> **Documento**
- - - - - - -

Internet libero

 
Puntuale come un orologino svizzero, arriva il contrattacco della classe dominante borghese alla straordinaria vittoria del NO al referendum del 4 dicembre, che ha mandato in fumo la controriforma costituzionale voluta e sostenuta dal grande capitale industriale e finanziario internazionale. Il bersaglio è la libertà di Internet.

Il disegno liberticida
A svelare il grave disegno liberticida è stato Giovanni Pitruzzella, l'avvocato di Schifani e uno dei 35 “saggi” scelti da Letta per “riformare” la Costituzione prima che Renzi gli facesse le scarpe, messo da Monti a capo dell'Antitrust. In un'intervista concessa il 30 dicembre nientemeno che al “Financial Times”, che ancora si morde le mani per l'uscita della Gran Bretagna dall'Ue e per la sconfitta di Hillary Clinton dopo essersi esposto in senso contrario, Pitruzzella dichiara: “Siamo a un bivio: dobbiamo scegliere se vogliamo lasciare Internet così com'è, un Far West, oppure se imporre regole [...] Io ritengo che dobbiamo fissare queste regole e che farlo spetti al settore pubblico”. Ci vorrebbe un'agenzia “pronta a intervenire se l'interesse pubblico viene minacciato”. In parole povere: censura.
L'idea non appartiene al solo Pitruzzella ma pare proprio essere alla base di un piano ben studiato. Non si spiegano altrimenti gli interventi pressoché speculari del ministro della Giustizia Orlando, sulla “responsabilizzazione” dei social network “nel contrasto alla propaganda dell'odio”, ma soprattutto di Mattarella, il quale nel discorso di fine anno ha detto che Internet è una tecnologia da difendere “contro chi vorrebbe trasformarla in un ring permanente”.

- - - - - - -

Righe del dataset sulla posizione degli oggetti:
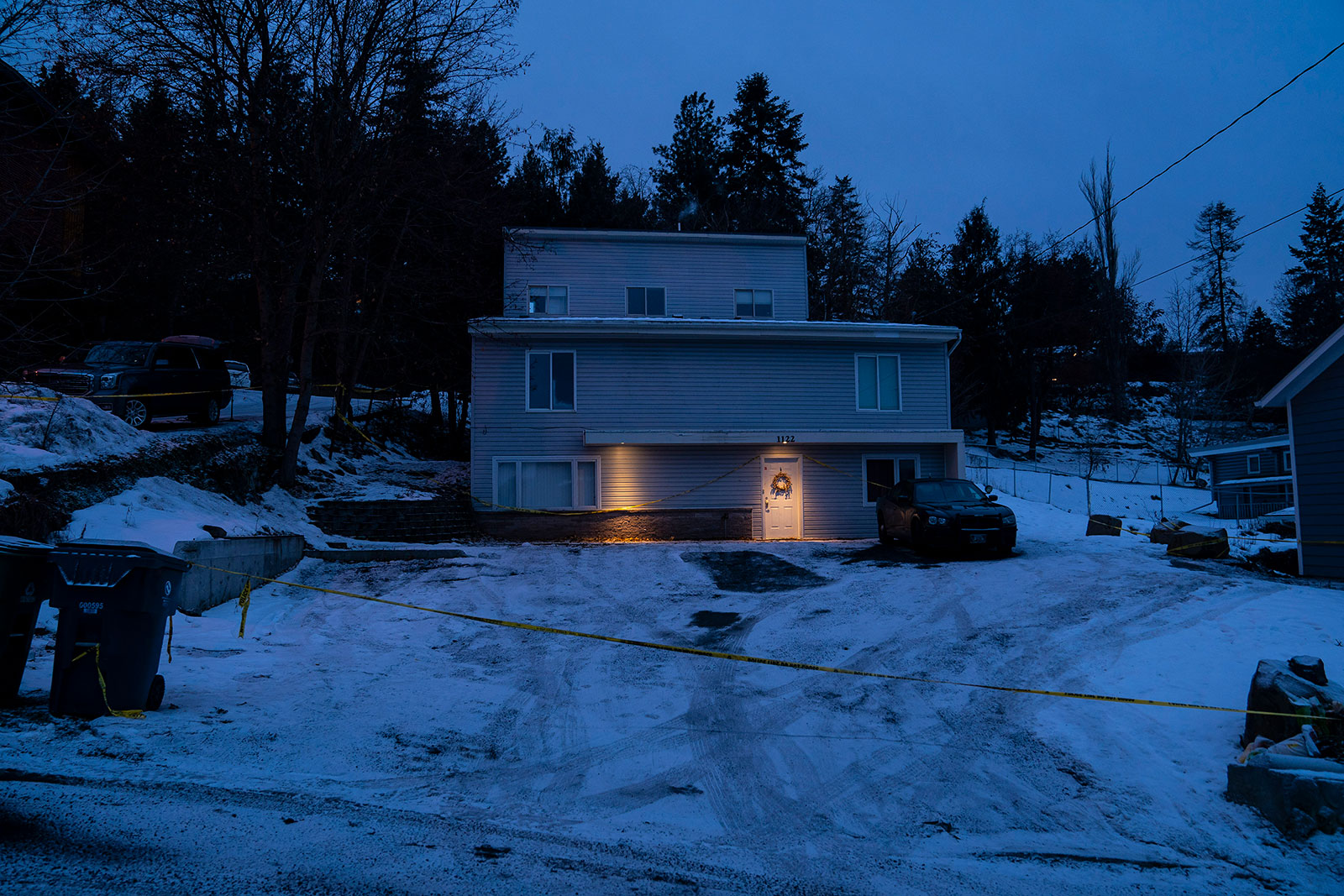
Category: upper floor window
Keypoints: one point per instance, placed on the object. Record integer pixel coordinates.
(877, 382)
(651, 301)
(754, 302)
(550, 380)
(548, 300)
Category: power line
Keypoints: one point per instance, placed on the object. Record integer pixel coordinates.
(1227, 127)
(1250, 233)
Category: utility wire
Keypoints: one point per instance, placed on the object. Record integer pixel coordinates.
(1206, 143)
(1240, 237)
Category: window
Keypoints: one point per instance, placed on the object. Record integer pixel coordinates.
(548, 483)
(649, 301)
(754, 302)
(548, 300)
(878, 382)
(882, 472)
(550, 380)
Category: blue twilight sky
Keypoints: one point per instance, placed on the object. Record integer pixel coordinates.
(944, 103)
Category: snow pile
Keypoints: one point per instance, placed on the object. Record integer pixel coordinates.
(161, 512)
(37, 434)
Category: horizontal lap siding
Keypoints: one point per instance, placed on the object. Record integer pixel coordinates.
(699, 277)
(1317, 414)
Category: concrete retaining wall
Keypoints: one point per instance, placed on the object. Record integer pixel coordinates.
(262, 555)
(620, 526)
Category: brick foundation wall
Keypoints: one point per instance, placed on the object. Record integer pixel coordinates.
(622, 526)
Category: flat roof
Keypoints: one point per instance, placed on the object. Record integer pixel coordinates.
(702, 327)
(577, 234)
(1249, 445)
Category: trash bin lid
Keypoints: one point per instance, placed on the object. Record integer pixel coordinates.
(11, 546)
(139, 553)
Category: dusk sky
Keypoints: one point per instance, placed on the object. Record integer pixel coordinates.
(942, 105)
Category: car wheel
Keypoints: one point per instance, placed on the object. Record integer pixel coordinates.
(136, 412)
(210, 414)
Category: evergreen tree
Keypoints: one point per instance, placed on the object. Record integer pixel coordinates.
(1312, 295)
(1220, 301)
(840, 255)
(764, 168)
(690, 174)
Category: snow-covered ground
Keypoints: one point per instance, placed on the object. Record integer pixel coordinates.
(346, 746)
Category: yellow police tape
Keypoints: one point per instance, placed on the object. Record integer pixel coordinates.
(102, 685)
(766, 661)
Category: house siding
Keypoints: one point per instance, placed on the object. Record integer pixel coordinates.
(1317, 416)
(689, 383)
(699, 275)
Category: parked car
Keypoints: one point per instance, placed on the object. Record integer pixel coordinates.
(945, 513)
(139, 382)
(239, 374)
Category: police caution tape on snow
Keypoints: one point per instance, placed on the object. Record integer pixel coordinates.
(741, 658)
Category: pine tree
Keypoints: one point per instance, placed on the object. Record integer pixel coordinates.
(1312, 295)
(764, 170)
(1221, 302)
(690, 174)
(840, 255)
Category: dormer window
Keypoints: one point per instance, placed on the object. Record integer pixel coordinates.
(647, 301)
(754, 302)
(549, 300)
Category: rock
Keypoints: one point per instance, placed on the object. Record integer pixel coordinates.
(1163, 532)
(1310, 668)
(1102, 524)
(1277, 688)
(1193, 542)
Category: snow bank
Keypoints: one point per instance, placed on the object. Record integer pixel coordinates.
(37, 434)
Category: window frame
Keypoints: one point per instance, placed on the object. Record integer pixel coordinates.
(548, 288)
(549, 458)
(528, 380)
(645, 313)
(877, 372)
(753, 291)
(882, 456)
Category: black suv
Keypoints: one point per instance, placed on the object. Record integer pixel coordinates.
(178, 376)
(948, 513)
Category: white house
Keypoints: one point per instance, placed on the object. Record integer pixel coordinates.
(665, 385)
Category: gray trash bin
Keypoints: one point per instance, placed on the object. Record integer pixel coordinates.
(24, 578)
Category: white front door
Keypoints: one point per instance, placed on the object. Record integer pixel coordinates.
(781, 497)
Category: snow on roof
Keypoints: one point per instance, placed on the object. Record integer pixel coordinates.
(1301, 376)
(1249, 445)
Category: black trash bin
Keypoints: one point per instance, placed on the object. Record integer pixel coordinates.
(114, 600)
(24, 587)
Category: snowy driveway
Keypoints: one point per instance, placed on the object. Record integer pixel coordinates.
(412, 752)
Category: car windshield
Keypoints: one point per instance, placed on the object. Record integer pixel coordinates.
(118, 354)
(948, 490)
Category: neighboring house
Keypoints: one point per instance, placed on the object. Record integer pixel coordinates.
(1250, 479)
(1314, 394)
(667, 385)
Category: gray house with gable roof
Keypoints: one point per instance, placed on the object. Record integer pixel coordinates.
(667, 385)
(1314, 394)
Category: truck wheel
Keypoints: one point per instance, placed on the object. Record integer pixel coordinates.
(136, 412)
(208, 414)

- - - - - - -

> **Obiettivo del compito**
Per favore, riporta il passo dell'articolo su Internet libero dalle parole "Il disegno liberticida" fino a "parole povere: censura.", ribattezzando "esperti" quelli che il testo chiama "saggi". Per rispondere basati soltanto sull'articolo.

> **Risposta all'esercizio**
Il disegno liberticida
A svelare il grave disegno liberticida è stato Giovanni Pitruzzella, l'avvocato di Schifani e uno dei 35 “esperti” scelti da Letta per “riformare” la Costituzione prima che Renzi gli facesse le scarpe, messo da Monti a capo dell'Antitrust. In un'intervista concessa il 30 dicembre nientemeno che al “Financial Times”, che ancora si morde le mani per l'uscita della Gran Bretagna dall'Ue e per la sconfitta di Hillary Clinton dopo essersi esposto in senso contrario, Pitruzzella dichiara: “Siamo a un bivio: dobbiamo scegliere se vogliamo lasciare Internet così com'è, un Far West, oppure se imporre regole [...] Io ritengo che dobbiamo fissare queste regole e che farlo spetti al settore pubblico”. Ci vorrebbe un'agenzia “pronta a intervenire se l'interesse pubblico viene minacciato”. In parole povere: censura.